Your goal - Your output must consist solely of the lines from the one containing "task: segment the road" through the end of the records, reproduced exactly.

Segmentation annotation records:
------------------------------------

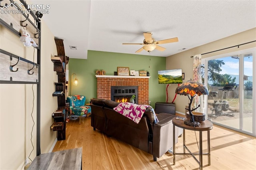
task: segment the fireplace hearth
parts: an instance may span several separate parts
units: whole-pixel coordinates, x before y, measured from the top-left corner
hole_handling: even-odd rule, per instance
[[[111,86],[111,100],[117,102],[130,102],[133,95],[135,95],[134,101],[138,104],[138,86]]]

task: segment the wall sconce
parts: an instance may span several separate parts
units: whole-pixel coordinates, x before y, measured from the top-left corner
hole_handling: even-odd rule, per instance
[[[76,77],[75,77],[75,79],[73,81],[73,75],[74,75]],[[76,75],[75,73],[73,73],[73,74],[72,74],[72,75],[71,75],[71,83],[72,83],[72,82],[73,82],[73,85],[74,85],[77,86],[77,85],[78,84],[78,80],[77,79],[77,78],[76,78]],[[72,93],[72,84],[70,84],[70,89],[71,89],[71,95],[72,95],[73,93]]]

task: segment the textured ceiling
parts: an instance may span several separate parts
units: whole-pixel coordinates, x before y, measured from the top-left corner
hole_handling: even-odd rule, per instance
[[[255,0],[30,0],[49,4],[44,20],[55,37],[63,39],[66,54],[87,59],[87,50],[148,55],[135,52],[143,33],[153,32],[156,40],[178,37],[177,42],[161,44],[167,57],[256,27]],[[77,50],[70,49],[76,46]],[[228,45],[227,45],[228,46]]]

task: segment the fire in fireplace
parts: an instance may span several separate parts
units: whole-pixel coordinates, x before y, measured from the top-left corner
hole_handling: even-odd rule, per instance
[[[117,102],[130,102],[132,96],[135,95],[138,104],[138,86],[111,86],[111,100]]]
[[[125,103],[130,102],[130,99],[131,98],[131,96],[115,96],[114,97],[115,101],[119,103]]]

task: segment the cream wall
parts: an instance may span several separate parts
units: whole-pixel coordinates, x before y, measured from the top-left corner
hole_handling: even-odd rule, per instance
[[[57,109],[53,97],[54,82],[57,82],[51,56],[57,55],[54,36],[42,20],[41,55],[41,152],[48,152],[56,139],[56,132],[50,130],[53,122],[52,113]],[[32,47],[24,47],[19,37],[0,26],[0,48],[33,61]],[[36,50],[35,61],[36,61]],[[17,65],[17,66],[18,65]],[[0,84],[0,169],[24,169],[25,160],[34,147],[30,158],[34,160],[36,148],[36,85],[34,85],[34,105],[31,84]],[[32,112],[32,111],[33,110]]]
[[[166,69],[182,69],[185,73],[185,79],[183,82],[193,79],[193,58],[190,56],[196,54],[203,54],[218,49],[226,48],[250,42],[256,40],[256,28],[248,30],[232,36],[208,43],[191,49],[185,51],[166,57]],[[196,40],[195,40],[195,41]],[[202,58],[240,51],[256,47],[256,42],[241,45],[239,48],[233,47],[202,55]],[[174,97],[176,84],[171,84],[168,87],[169,101]],[[187,96],[178,95],[174,101],[176,111],[185,114],[185,108],[188,105],[189,101]]]

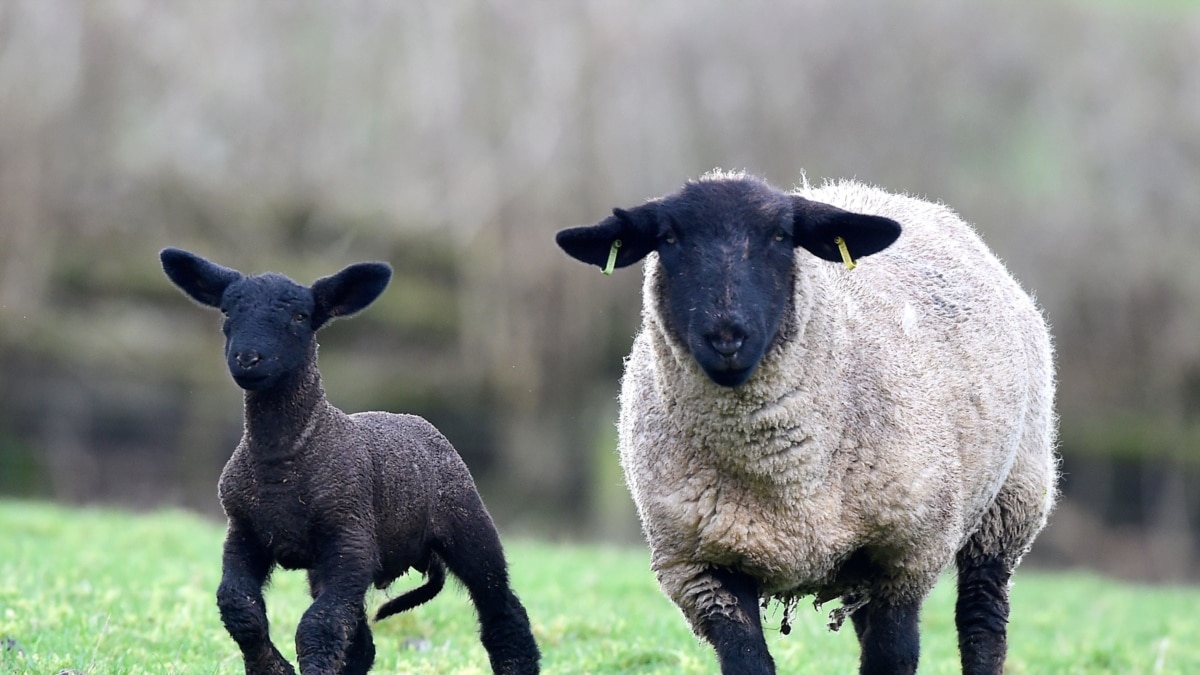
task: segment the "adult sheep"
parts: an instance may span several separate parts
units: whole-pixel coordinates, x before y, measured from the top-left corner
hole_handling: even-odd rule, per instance
[[[557,240],[608,270],[646,258],[620,462],[724,673],[773,673],[760,602],[786,632],[804,596],[841,599],[862,673],[913,673],[952,562],[962,670],[1002,670],[1009,578],[1056,497],[1055,384],[1040,311],[968,225],[854,181],[714,172]]]

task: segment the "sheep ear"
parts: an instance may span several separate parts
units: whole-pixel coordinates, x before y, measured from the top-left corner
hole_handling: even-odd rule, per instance
[[[900,238],[900,223],[883,216],[856,214],[838,207],[792,197],[794,241],[818,258],[841,262],[840,237],[857,259],[878,253]]]
[[[220,307],[226,288],[241,279],[240,271],[210,263],[181,249],[163,249],[158,259],[167,279],[190,298],[210,307]]]
[[[658,214],[652,202],[636,209],[613,209],[596,225],[571,227],[554,235],[558,246],[572,258],[606,269],[613,244],[614,268],[628,267],[644,258],[658,245]]]
[[[388,263],[355,263],[312,283],[312,328],[340,316],[350,316],[379,297],[391,281]]]

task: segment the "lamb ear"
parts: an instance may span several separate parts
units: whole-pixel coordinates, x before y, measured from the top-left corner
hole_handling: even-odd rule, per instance
[[[620,241],[613,267],[628,267],[644,258],[658,245],[655,208],[652,202],[636,209],[613,209],[611,216],[596,225],[559,231],[554,241],[568,256],[600,269],[608,264],[613,243]]]
[[[792,197],[794,241],[818,258],[841,262],[836,239],[853,259],[878,253],[900,238],[900,223],[883,216],[856,214],[838,207]]]
[[[355,263],[312,282],[312,328],[340,316],[350,316],[376,300],[391,281],[388,263]]]
[[[187,297],[210,307],[220,307],[226,288],[241,279],[240,271],[210,263],[181,249],[163,249],[158,259],[172,283],[187,293]]]

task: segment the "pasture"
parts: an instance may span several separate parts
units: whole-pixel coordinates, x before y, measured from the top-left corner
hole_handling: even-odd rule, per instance
[[[214,599],[222,533],[221,524],[178,510],[0,501],[0,673],[240,673]],[[505,544],[545,673],[716,671],[710,650],[659,592],[644,549]],[[368,609],[418,583],[372,591]],[[925,604],[922,674],[958,671],[953,591],[947,577]],[[276,572],[266,601],[272,638],[294,658],[292,637],[308,603],[304,574]],[[780,610],[766,611],[781,673],[854,670],[853,631],[829,632],[826,615],[800,603],[785,637]],[[1012,621],[1012,674],[1200,671],[1200,589],[1022,569]],[[373,629],[374,673],[488,671],[474,610],[454,583]]]

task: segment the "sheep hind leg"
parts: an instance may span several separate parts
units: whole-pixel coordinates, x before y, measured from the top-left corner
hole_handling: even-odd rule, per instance
[[[709,574],[734,599],[732,607],[722,604],[701,609],[700,633],[716,650],[721,673],[773,675],[775,661],[762,634],[757,581],[731,569],[714,568]],[[715,597],[720,596],[725,593],[715,593]]]
[[[474,492],[462,508],[446,509],[456,518],[434,543],[437,555],[462,581],[479,614],[479,638],[492,671],[532,675],[539,671],[541,652],[534,641],[529,616],[509,585],[500,537],[484,503]]]
[[[860,675],[911,674],[920,658],[919,601],[872,597],[851,615]]]
[[[364,611],[359,615],[358,627],[350,638],[350,649],[346,652],[346,665],[342,675],[365,675],[374,663],[374,640],[371,638],[371,626]]]
[[[959,597],[954,625],[964,675],[1004,671],[1008,652],[1008,567],[996,557],[958,556]]]

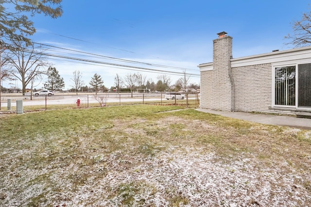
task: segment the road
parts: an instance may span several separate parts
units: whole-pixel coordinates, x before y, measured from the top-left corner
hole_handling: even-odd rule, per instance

------------------------------------

Full solution -
task: segment the road
parts: an instance may span several separate parts
units: whole-pixel coordinates, x before y, measured from the top-left corner
hole_handling: even-odd rule, per instance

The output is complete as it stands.